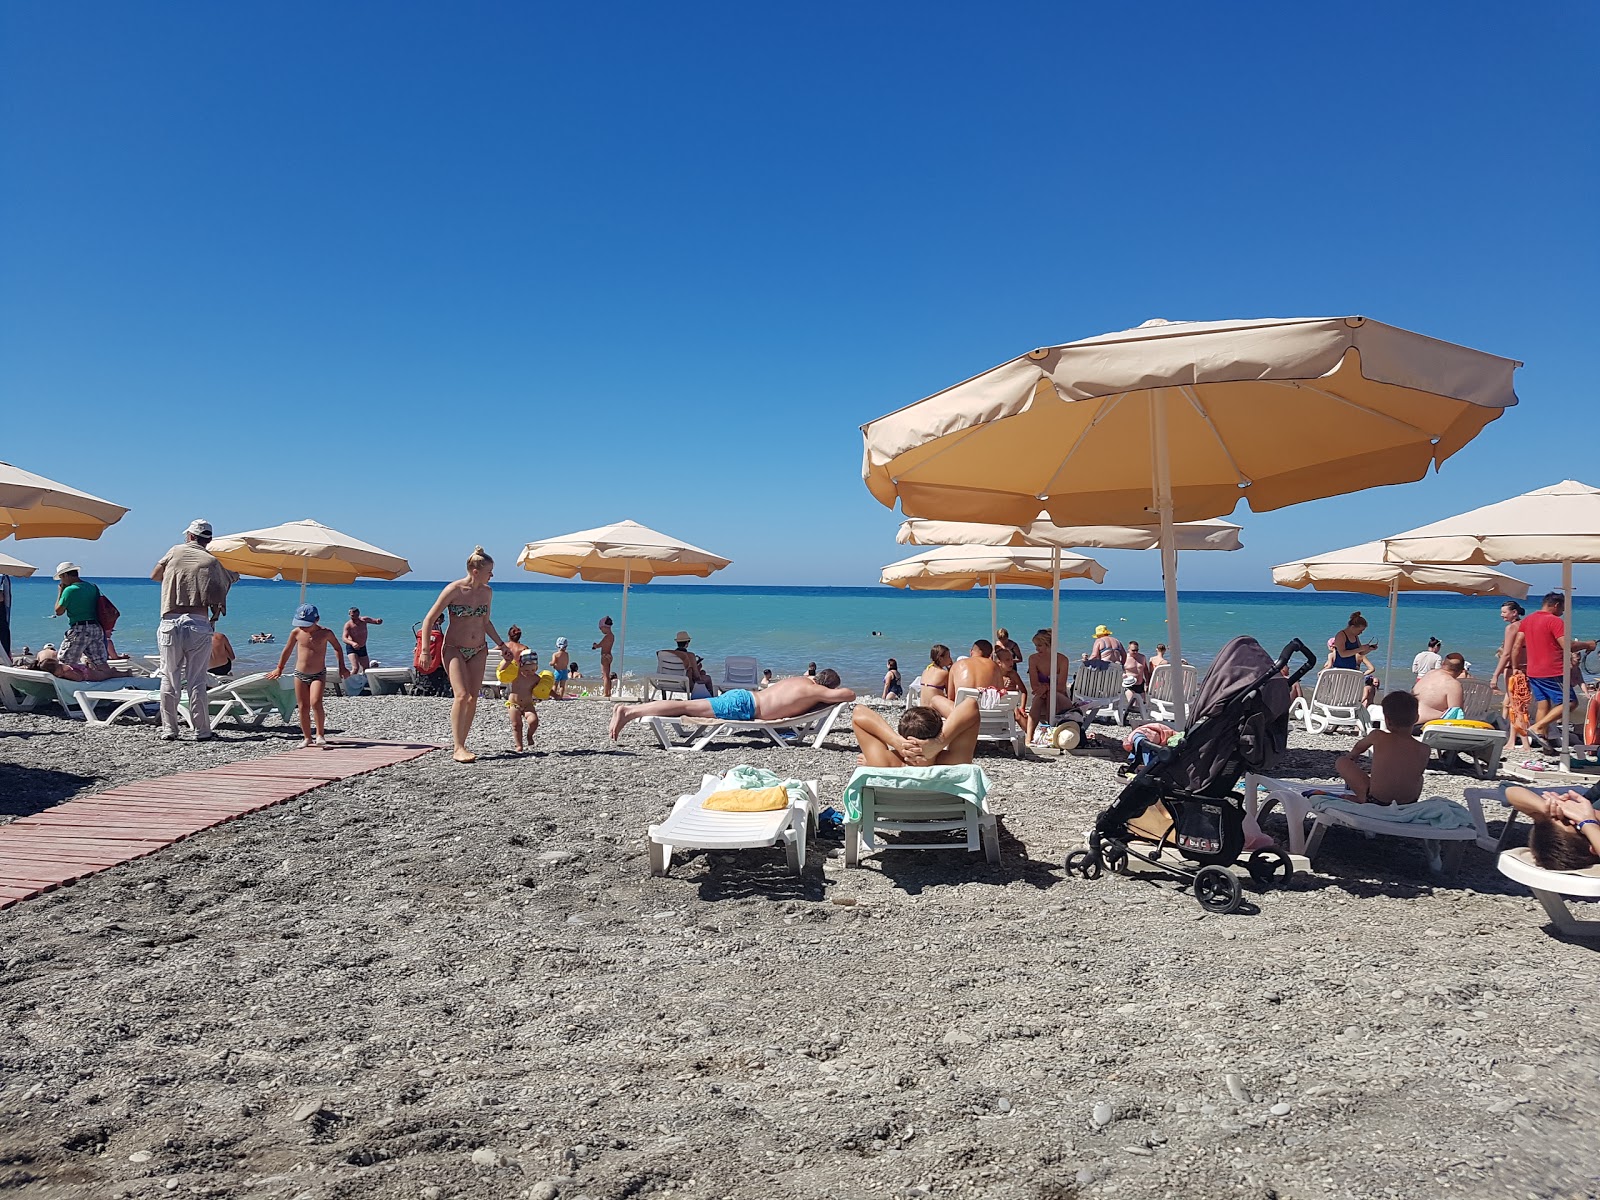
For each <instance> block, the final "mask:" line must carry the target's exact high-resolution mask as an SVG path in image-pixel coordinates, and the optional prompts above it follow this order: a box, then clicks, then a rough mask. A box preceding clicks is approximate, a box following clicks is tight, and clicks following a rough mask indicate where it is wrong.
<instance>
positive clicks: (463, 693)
mask: <svg viewBox="0 0 1600 1200" xmlns="http://www.w3.org/2000/svg"><path fill="white" fill-rule="evenodd" d="M493 576H494V560H493V558H490V555H488V552H486V550H485V549H483V547H482V546H475V547H472V554H469V555H467V573H466V576H462V578H461V579H456V581H453V582H450V584H446V586H445V590H443V592H440V594H438V598H437V600H435V602H434V606H432V608H429V610H427V616H426V618H422V629H432V627H434V621H437V619H438V618H440V616H443V614H448V616H450V626H448V627H446V629H445V670H446V674H448V675H450V690H451V691H453V693H454V699H451V702H450V734H451V739H453V741H454V744H456V747H454V752H453V754H451V757H453V758H454V760H456V762H458V763H474V762H477V760H478V757H477V755H475V754H472V750H469V749H467V733H469V731H470V730H472V718H474V717H477V715H478V694H480V693H482V691H483V667H485V666H486V664H488V659H486V658H485V651H488V648H490V642H493V643H494V646H496V648H498V650H499V651H501V653H502V654H504V653H506V642H504V638H501V635H499V632H498V630H496V629H494V621H493V619H491V618H490V606H491V605H493V603H494V589H491V587H490V579H491V578H493Z"/></svg>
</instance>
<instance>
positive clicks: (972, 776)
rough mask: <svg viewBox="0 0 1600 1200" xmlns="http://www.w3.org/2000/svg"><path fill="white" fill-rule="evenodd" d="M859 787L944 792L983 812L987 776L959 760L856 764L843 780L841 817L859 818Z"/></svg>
mask: <svg viewBox="0 0 1600 1200" xmlns="http://www.w3.org/2000/svg"><path fill="white" fill-rule="evenodd" d="M862 787H909V789H912V790H925V792H947V794H949V795H955V797H960V798H962V800H966V802H970V803H974V805H978V811H981V813H987V811H989V808H987V805H986V803H984V797H986V795H989V776H987V774H984V773H982V768H981V766H973V765H971V763H960V765H955V766H858V768H856V773H854V774H853V776H850V782H848V784H845V798H843V802H842V803H843V805H845V819H846V821H859V819H861V789H862Z"/></svg>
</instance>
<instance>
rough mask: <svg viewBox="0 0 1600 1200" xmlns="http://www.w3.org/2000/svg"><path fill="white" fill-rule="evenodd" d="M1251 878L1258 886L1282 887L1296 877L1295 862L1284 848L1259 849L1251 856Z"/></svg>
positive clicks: (1250, 863) (1263, 886) (1249, 865)
mask: <svg viewBox="0 0 1600 1200" xmlns="http://www.w3.org/2000/svg"><path fill="white" fill-rule="evenodd" d="M1246 866H1248V867H1250V878H1253V880H1254V882H1256V886H1258V888H1282V886H1283V885H1286V883H1288V882H1290V880H1291V878H1294V864H1293V862H1290V856H1288V854H1285V853H1283V851H1282V850H1275V848H1266V850H1258V851H1254V853H1253V854H1251V856H1250V862H1248V864H1246Z"/></svg>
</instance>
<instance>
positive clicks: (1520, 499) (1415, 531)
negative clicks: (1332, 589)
mask: <svg viewBox="0 0 1600 1200" xmlns="http://www.w3.org/2000/svg"><path fill="white" fill-rule="evenodd" d="M1384 554H1386V557H1389V558H1403V560H1408V562H1416V563H1458V565H1472V563H1522V565H1533V563H1560V565H1562V590H1563V594H1565V595H1566V614H1568V621H1566V637H1565V638H1563V646H1565V650H1566V653H1565V654H1563V662H1565V669H1563V672H1562V675H1563V678H1562V688H1563V691H1562V694H1563V696H1568V694H1571V685H1573V678H1571V672H1573V656H1571V650H1573V626H1571V616H1573V563H1600V488H1590V486H1589V485H1587V483H1579V482H1578V480H1563V482H1560V483H1552V485H1550V486H1549V488H1538V490H1534V491H1528V493H1523V494H1522V496H1512V498H1510V499H1506V501H1499V502H1498V504H1485V506H1483V507H1482V509H1474V510H1472V512H1464V514H1461V515H1459V517H1446V518H1445V520H1442V522H1434V523H1432V525H1422V526H1419V528H1416V530H1410V531H1406V533H1398V534H1395V536H1394V538H1386V539H1384ZM1570 741H1571V738H1570V730H1568V722H1566V720H1563V722H1562V766H1563V768H1568V770H1570V768H1571V747H1570Z"/></svg>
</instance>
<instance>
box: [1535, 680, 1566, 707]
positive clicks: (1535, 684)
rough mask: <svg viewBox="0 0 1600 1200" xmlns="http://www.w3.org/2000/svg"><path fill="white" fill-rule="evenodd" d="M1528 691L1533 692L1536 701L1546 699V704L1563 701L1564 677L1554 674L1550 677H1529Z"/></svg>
mask: <svg viewBox="0 0 1600 1200" xmlns="http://www.w3.org/2000/svg"><path fill="white" fill-rule="evenodd" d="M1528 691H1530V693H1533V699H1534V701H1544V702H1546V704H1560V702H1562V677H1560V675H1554V677H1550V678H1531V677H1530V678H1528Z"/></svg>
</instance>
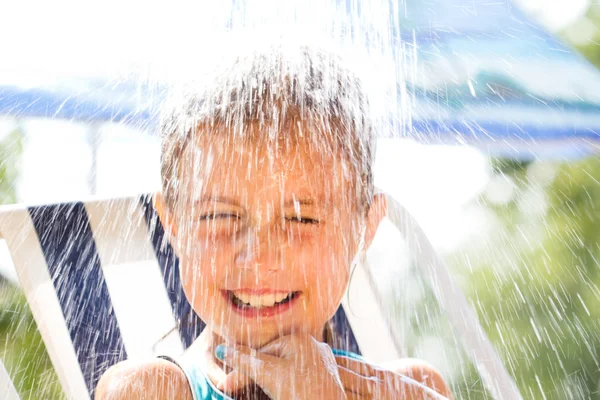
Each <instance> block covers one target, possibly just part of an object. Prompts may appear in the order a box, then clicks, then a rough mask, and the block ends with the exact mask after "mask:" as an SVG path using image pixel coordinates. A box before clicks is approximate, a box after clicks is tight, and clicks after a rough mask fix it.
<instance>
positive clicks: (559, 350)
mask: <svg viewBox="0 0 600 400" xmlns="http://www.w3.org/2000/svg"><path fill="white" fill-rule="evenodd" d="M496 165H502V166H504V167H507V168H497V169H496V171H497V172H498V173H499V174H502V176H504V177H505V178H507V179H512V180H513V181H514V182H516V185H517V189H516V192H515V196H514V198H513V200H512V201H510V202H509V203H507V204H503V205H494V204H491V203H489V202H488V201H487V200H485V199H482V201H481V202H482V203H483V204H485V205H486V206H487V207H489V208H491V209H492V210H494V212H495V213H496V215H497V216H498V217H499V218H498V220H499V221H500V224H499V226H500V228H499V229H497V231H496V232H494V234H493V235H492V237H491V238H489V239H488V241H487V242H486V243H484V244H483V246H482V247H478V248H477V249H474V248H466V249H463V251H462V252H461V253H460V254H459V255H457V256H456V259H455V260H454V262H455V265H456V268H460V265H465V263H469V265H472V266H473V265H475V268H472V271H474V272H473V273H472V274H471V275H470V276H469V279H468V281H469V282H470V283H471V285H469V288H470V297H471V300H472V302H473V304H474V305H475V306H476V309H477V312H478V314H479V318H480V320H481V322H482V324H483V325H484V328H485V330H486V332H487V333H488V335H489V336H490V338H491V339H492V341H493V342H494V343H495V345H496V347H497V348H498V349H499V350H500V351H501V353H502V354H503V356H504V359H505V364H506V365H507V366H508V367H509V369H510V370H511V372H512V374H513V376H514V377H515V378H516V380H517V382H518V385H519V387H520V388H521V390H522V393H523V395H524V396H525V397H526V398H535V399H538V398H540V399H541V398H545V399H548V400H550V399H600V393H599V392H598V389H599V387H600V386H599V385H600V229H599V228H598V227H599V226H600V182H599V178H600V157H598V156H595V157H589V158H587V159H585V160H582V161H580V162H574V163H563V164H552V163H537V164H536V165H535V166H534V165H529V164H527V163H524V164H522V165H521V166H518V165H516V164H515V163H508V164H506V163H504V162H496ZM534 169H536V170H537V171H538V172H539V171H542V175H543V174H545V175H546V176H552V175H553V178H552V179H549V180H547V181H545V180H544V179H541V180H540V179H536V175H535V174H533V173H532V171H533V170H534ZM507 171H508V173H506V172H507ZM463 270H464V268H463ZM481 282H485V284H481Z"/></svg>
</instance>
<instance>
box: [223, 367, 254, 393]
mask: <svg viewBox="0 0 600 400" xmlns="http://www.w3.org/2000/svg"><path fill="white" fill-rule="evenodd" d="M250 383H252V381H251V380H250V378H249V377H248V376H247V375H245V374H243V373H241V372H240V371H238V370H234V371H232V372H231V373H229V374H228V375H227V376H226V377H225V378H224V379H223V380H221V381H219V383H217V389H219V390H221V391H222V392H225V393H228V394H233V393H235V392H237V391H238V390H241V389H243V388H245V387H246V386H248V385H249V384H250Z"/></svg>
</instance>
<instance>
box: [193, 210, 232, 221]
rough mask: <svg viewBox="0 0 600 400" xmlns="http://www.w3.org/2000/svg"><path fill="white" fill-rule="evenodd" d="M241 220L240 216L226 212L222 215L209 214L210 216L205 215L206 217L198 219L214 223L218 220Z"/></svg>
mask: <svg viewBox="0 0 600 400" xmlns="http://www.w3.org/2000/svg"><path fill="white" fill-rule="evenodd" d="M229 218H232V219H240V216H239V215H237V214H233V213H225V212H220V213H209V214H204V215H200V216H199V217H198V219H199V220H200V221H213V220H217V219H229Z"/></svg>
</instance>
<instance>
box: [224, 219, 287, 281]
mask: <svg viewBox="0 0 600 400" xmlns="http://www.w3.org/2000/svg"><path fill="white" fill-rule="evenodd" d="M244 239H245V240H240V244H239V246H238V247H237V248H236V252H235V259H234V262H235V264H236V265H237V266H238V267H239V268H242V269H247V270H254V272H255V273H256V274H257V275H262V274H270V273H274V272H276V271H278V270H280V269H281V264H282V262H281V261H282V257H281V253H282V246H281V245H280V243H279V241H278V240H276V239H275V238H274V237H273V235H272V234H271V233H270V232H269V230H268V229H263V230H262V232H260V231H258V230H256V229H249V230H248V231H247V233H246V235H245V238H244ZM273 239H275V240H273Z"/></svg>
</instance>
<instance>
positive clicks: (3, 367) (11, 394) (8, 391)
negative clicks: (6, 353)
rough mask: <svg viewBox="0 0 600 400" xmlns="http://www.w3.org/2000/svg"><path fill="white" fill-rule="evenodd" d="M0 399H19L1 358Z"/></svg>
mask: <svg viewBox="0 0 600 400" xmlns="http://www.w3.org/2000/svg"><path fill="white" fill-rule="evenodd" d="M0 400H19V394H18V393H17V389H15V386H14V385H13V384H12V381H11V380H10V376H8V371H6V368H4V364H3V363H2V360H0Z"/></svg>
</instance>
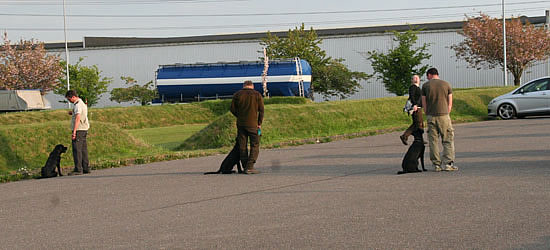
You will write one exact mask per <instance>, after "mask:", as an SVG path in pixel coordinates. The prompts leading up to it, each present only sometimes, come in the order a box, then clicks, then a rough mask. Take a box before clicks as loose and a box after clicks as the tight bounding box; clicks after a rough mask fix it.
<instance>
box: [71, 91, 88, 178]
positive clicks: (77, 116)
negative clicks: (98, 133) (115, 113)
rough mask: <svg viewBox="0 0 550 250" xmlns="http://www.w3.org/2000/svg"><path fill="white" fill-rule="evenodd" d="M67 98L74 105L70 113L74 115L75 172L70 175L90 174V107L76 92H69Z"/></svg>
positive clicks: (73, 123)
mask: <svg viewBox="0 0 550 250" xmlns="http://www.w3.org/2000/svg"><path fill="white" fill-rule="evenodd" d="M65 98H67V100H68V101H69V102H71V103H72V104H74V107H73V110H72V111H69V115H72V119H71V131H72V135H71V139H72V146H73V159H74V170H73V172H71V173H69V175H80V174H87V173H90V167H89V165H88V146H87V144H86V135H87V134H88V129H89V128H90V123H89V121H88V107H87V106H86V104H85V103H84V101H82V99H80V98H79V97H78V95H77V94H76V91H74V90H69V91H67V93H66V94H65Z"/></svg>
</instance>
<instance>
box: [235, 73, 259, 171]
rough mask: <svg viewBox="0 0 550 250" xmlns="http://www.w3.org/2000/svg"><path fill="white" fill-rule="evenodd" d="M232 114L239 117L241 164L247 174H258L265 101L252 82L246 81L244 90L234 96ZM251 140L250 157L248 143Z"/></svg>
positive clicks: (238, 126) (250, 147)
mask: <svg viewBox="0 0 550 250" xmlns="http://www.w3.org/2000/svg"><path fill="white" fill-rule="evenodd" d="M231 113H232V114H233V115H234V116H235V117H237V144H239V152H240V159H241V164H242V165H243V167H244V173H246V174H258V173H260V172H259V171H258V170H256V169H254V163H256V160H257V159H258V154H259V152H260V133H259V131H260V128H261V126H262V121H263V118H264V101H263V98H262V95H261V94H260V92H258V91H256V90H254V83H253V82H252V81H245V82H244V84H243V88H242V89H241V90H239V91H237V93H235V94H234V95H233V101H232V102H231ZM249 138H250V155H249V154H248V149H247V144H248V143H247V141H248V139H249Z"/></svg>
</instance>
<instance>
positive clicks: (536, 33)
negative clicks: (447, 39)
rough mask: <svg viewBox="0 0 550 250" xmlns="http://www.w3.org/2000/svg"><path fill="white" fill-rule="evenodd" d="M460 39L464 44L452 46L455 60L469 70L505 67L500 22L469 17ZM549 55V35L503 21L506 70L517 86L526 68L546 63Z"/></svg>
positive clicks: (519, 24) (453, 45) (539, 28)
mask: <svg viewBox="0 0 550 250" xmlns="http://www.w3.org/2000/svg"><path fill="white" fill-rule="evenodd" d="M462 35H463V36H465V37H466V38H465V39H464V41H463V42H461V43H459V44H457V45H453V46H451V48H452V49H454V51H455V53H456V56H457V58H458V59H464V60H466V61H467V62H468V63H469V64H470V67H472V68H476V69H478V70H479V69H481V68H489V69H492V68H495V67H497V66H500V67H503V65H504V55H503V54H504V52H503V48H502V47H503V46H502V44H503V37H502V21H501V20H500V19H497V18H491V17H489V16H488V15H486V14H483V13H482V14H481V15H480V17H468V20H467V21H466V22H465V24H464V27H463V30H462ZM549 55H550V33H549V32H548V31H546V30H545V29H544V27H535V26H534V25H533V24H531V23H529V21H527V20H525V24H523V23H522V20H521V19H520V18H519V17H518V18H511V19H510V20H508V21H506V68H507V69H508V70H509V71H510V72H512V75H513V76H514V84H515V85H519V84H520V79H521V75H522V74H523V71H524V70H525V68H527V67H529V66H531V64H532V63H533V62H535V61H539V60H545V59H546V58H548V56H549Z"/></svg>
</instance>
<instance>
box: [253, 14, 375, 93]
mask: <svg viewBox="0 0 550 250" xmlns="http://www.w3.org/2000/svg"><path fill="white" fill-rule="evenodd" d="M321 43H322V39H320V38H318V36H317V33H316V32H315V30H313V28H311V29H310V30H309V31H307V30H305V28H304V24H302V26H300V27H299V28H298V27H296V28H295V29H294V30H289V31H288V37H286V38H280V37H277V36H276V35H273V34H271V32H267V36H266V37H265V38H263V39H262V41H261V42H260V45H262V46H264V47H265V48H266V50H267V55H268V57H269V58H274V59H277V58H294V57H299V58H301V59H304V60H306V61H308V62H309V64H310V65H311V70H312V82H311V85H312V89H313V90H314V91H315V92H317V93H319V94H321V95H323V97H324V98H325V99H328V97H330V96H339V97H340V98H346V97H348V96H350V95H352V94H354V93H355V92H357V90H358V88H359V87H360V86H361V85H360V84H359V81H360V80H363V79H367V78H368V76H367V74H366V73H363V72H354V71H350V70H349V69H348V68H347V67H346V66H345V65H344V64H343V63H342V62H343V61H344V59H333V58H331V57H329V56H327V55H326V52H325V51H324V50H322V49H321V48H320V47H319V45H320V44H321Z"/></svg>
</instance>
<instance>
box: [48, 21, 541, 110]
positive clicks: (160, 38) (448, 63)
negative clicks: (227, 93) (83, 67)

━━━

Exactly the lines above, from the one containing "box: [224, 219, 287, 281]" down to the one containing "positive clicks: (77, 116)", are to be repeated, including both ends. Pictures are not part of the copy.

Solution to the exercise →
box: [224, 219, 287, 281]
mask: <svg viewBox="0 0 600 400" xmlns="http://www.w3.org/2000/svg"><path fill="white" fill-rule="evenodd" d="M244 239H245V240H240V244H239V246H238V247H237V248H236V252H235V259H234V262H235V264H236V265H237V266H238V267H239V268H242V269H247V270H254V272H255V273H256V274H257V275H262V274H270V273H274V272H276V271H278V270H280V269H281V264H282V262H281V261H282V257H281V253H282V246H281V245H280V243H279V241H278V240H276V239H275V238H274V237H273V235H272V234H271V233H270V232H269V230H268V229H263V230H262V232H260V231H258V230H256V229H249V230H248V231H247V233H246V235H245V238H244ZM273 239H275V240H273Z"/></svg>
</instance>
<instance>
positive clicks: (3, 367) (11, 394) (8, 391)
negative clicks: (6, 353)
rough mask: <svg viewBox="0 0 600 400" xmlns="http://www.w3.org/2000/svg"><path fill="white" fill-rule="evenodd" d="M0 399H19L1 358Z"/></svg>
mask: <svg viewBox="0 0 600 400" xmlns="http://www.w3.org/2000/svg"><path fill="white" fill-rule="evenodd" d="M0 400H19V394H18V393H17V389H15V386H14V385H13V384H12V381H11V380H10V376H8V371H6V368H4V364H3V363H2V360H0Z"/></svg>
</instance>
You will write one exact mask per <instance>, after "mask:", as an SVG path in pixel coordinates. The prompts leading up to it, each present only sometimes, come in the order a box, then clicks, then a rough mask. Take a box before clicks as loose and a box after clicks as the tight bounding box; clicks after a rough mask fix it.
<instance>
box: [71, 91, 88, 178]
positive clicks: (77, 116)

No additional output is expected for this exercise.